Consignes et exigences> Pouvez-vous retaper, sans rien y changer, le passage de l'article ci-dessous sur la santé des sols agricoles qui commence par « Eh bien, il » et se poursuit jusqu'à « de l’Université Laval. » ?

Extrait fourni>
──────
Coup d’œil
Auteur
LOUIS ROY

Photo Adil Boukind – Ferme Vimo, à Hatley, en Estrie
NOS TERRES AGRICOLES MAL EN POINT – SONT-ELLES RÉCUPÉRABLES?
Comment répondre à la question : « Comment contrer l’infertilité grandissante des sols et l’usage abusif des engrais et pesticides chimiques qui nuisent à la santé ?»
Eh bien, il faut déjà savoir que les sols connaissent en effet des problèmes de fertilité, partout sur la planète. La dégradation des sols a réduit de 23 %
la productivité de la surface terrestre, a notamment averti la Plateforme intergouvernementale sur la biodiversité et les services écosystémiques (IPBES).
Une étude largement citée de l’Université Lancaster au Royaume-Uni a aussi conclu en 2020 que si l’on continue nos pratiques agricoles actuelles, jusqu’à 16 % des terres agricoles auraient moins de 100 années d’espérance de vie.
Au Québec, le portrait n’est pas vraiment plus rose. « On sait qu’on est en dynamique de perte importante de matière organique », explique Marie-Élise Samson, professeure au département des sols et du génie agroalimentaire de l’Université Laval.
Le premier état des lieux sur la santé des sols agricoles du Québec depuis 1990 vient en effet d’être déposé par des chercheurs de l’Institut de recherche et de développement en agroenvironnement (IRDA). Une équipe menée par Marc-Olivier Gasser a notamment comparé des échantillons de mêmes parcelles étudiées en 1990, pour documenter leur évolution.
Parmi les résultats en cinq rapports volumineux, ils ont trouvé que les sols subissent encore une forte dégradation, surtout en monoculture intensive, même s’il n’y a pas une folle accélération du phénomène.
Faut-il donc s’en faire ? « Oui, la problématique n’est pas négligeable », dit Mme Samson. Le quart des superficies cultivées au Québec présentent
des contenus en matière organique « inquiétants », sous les 4 %, le « seuil à partir duquel cela peut avoir un impact défavorable ».
CRÉER UN CERCLE VERTUEUX
Après avoir établi qu’en effet les sols vont plutôt mal, n’oublions pas de nous tourner vers les solutions.
Comment en effet entretenir cette « banque de fertilité » décrite par Mme Samson ? « Tranquillement, si on n’entretient pas un sol, on ne fait que gruger dans notre banque et bientôt on se retrouve à crédit. »
──────
Extraits de données d'étiquetage de lieux>

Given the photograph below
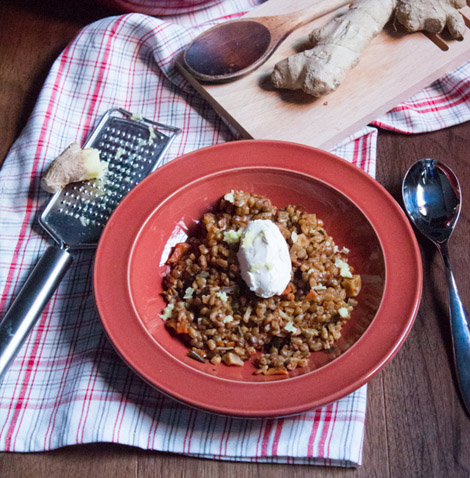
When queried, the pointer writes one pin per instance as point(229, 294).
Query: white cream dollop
point(264, 258)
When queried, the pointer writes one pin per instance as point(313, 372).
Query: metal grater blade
point(132, 147)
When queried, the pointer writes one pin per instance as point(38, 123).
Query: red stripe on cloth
point(277, 437)
point(313, 433)
point(325, 429)
point(334, 416)
point(22, 236)
point(90, 114)
point(95, 96)
point(266, 435)
point(188, 433)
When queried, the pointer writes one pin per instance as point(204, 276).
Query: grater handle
point(30, 302)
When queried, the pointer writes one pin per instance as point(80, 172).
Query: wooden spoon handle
point(285, 23)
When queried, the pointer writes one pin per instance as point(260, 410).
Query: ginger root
point(338, 45)
point(72, 165)
point(432, 16)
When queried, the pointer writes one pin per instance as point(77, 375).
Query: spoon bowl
point(232, 49)
point(432, 199)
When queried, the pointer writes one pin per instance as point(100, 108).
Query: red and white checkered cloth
point(67, 385)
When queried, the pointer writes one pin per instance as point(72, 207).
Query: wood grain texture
point(415, 425)
point(392, 68)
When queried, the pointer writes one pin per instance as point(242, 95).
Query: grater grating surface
point(131, 147)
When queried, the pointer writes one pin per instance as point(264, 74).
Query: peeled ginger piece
point(72, 165)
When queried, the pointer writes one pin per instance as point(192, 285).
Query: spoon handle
point(301, 17)
point(460, 333)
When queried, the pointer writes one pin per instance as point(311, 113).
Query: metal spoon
point(234, 48)
point(431, 194)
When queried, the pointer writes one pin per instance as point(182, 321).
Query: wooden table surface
point(416, 425)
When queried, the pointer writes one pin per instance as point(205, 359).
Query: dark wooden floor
point(416, 426)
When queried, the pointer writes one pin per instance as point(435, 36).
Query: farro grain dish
point(213, 311)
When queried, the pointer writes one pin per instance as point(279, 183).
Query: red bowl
point(158, 213)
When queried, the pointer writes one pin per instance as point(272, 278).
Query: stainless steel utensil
point(431, 194)
point(132, 147)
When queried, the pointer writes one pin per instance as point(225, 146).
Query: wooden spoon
point(232, 49)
──────
Réponse finale>
Eh bien, il faut déjà savoir que les sols connaissent en effet des problèmes de fertilité, partout sur la planète. La dégradation des sols a réduit de 23 %
la productivité de la surface terrestre, a notamment averti la Plateforme intergouvernementale sur la biodiversité et les services écosystémiques (IPBES).
Une étude largement citée de l’Université Lancaster au Royaume-Uni a aussi conclu en 2020 que si l’on continue nos pratiques agricoles actuelles, jusqu’à 16 % des terres agricoles auraient moins de 100 années d’espérance de vie.
Au Québec, le portrait n’est pas vraiment plus rose. « On sait qu’on est en dynamique de perte importante de matière organique », explique Marie-Élise Samson, professeure au département des sols et du génie agroalimentaire de l’Université Laval.